_Kaynak metin:_
========================
Hüseyin Habip Taşkın
Acelesi
varmışçasına ömrümden yıllar geçip gidiyor. Yaşadığım her günün ben de bırakmış
olduğu yaşanmışlıkları var. Yaşadığım ve tanık olduğum olaylar var.
Her
insan gibi benim de yaşamım zikzaklıdır. Çelişkiyi, zıtlığı, bir bütünlüğü
taşır. Bunlarla birlikte önemli bir olayı beynimin bir yerinde zamanı geldiğinde
kullanacakmışım gibi durur. Beynimi bir bilgisayarın donanımına benzetirim. Gerekirse,
saklı kalmasını istemediğim bir olayı yazıya dökerek o günün tutanağı olarak
görürüm.
Yazı
yazmak benim için bir tutkudur. Bozuk düzene muhalif olmak, insanlara sınıf bilinci
taşımak, düşüncelerinde soru işareti uyandırmak, tartıştırmak, bir şeyleri
harekete geçirmek istiyorum.
========================
_Veri kesiti:_
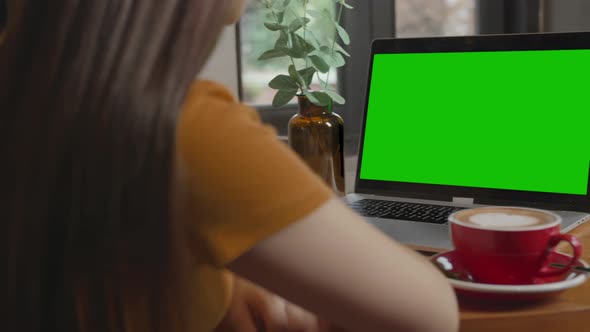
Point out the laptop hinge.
========================
_Alıştırma yönergesi:_ Yukarıdaki kaynak metinden "Hüseyin Habip Taşkın" sözleriyle başlayıp "olduğum olaylar var." sözlerine kadar uzanan bölümü hiçbir değişiklik yapmadan yeniden yazın.

_Nihai sonuç:_
Hüseyin Habip Taşkın
Acelesi
varmışçasına ömrümden yıllar geçip gidiyor. Yaşadığım her günün ben de bırakmış
olduğu yaşanmışlıkları var. Yaşadığım ve tanık olduğum olaylar var.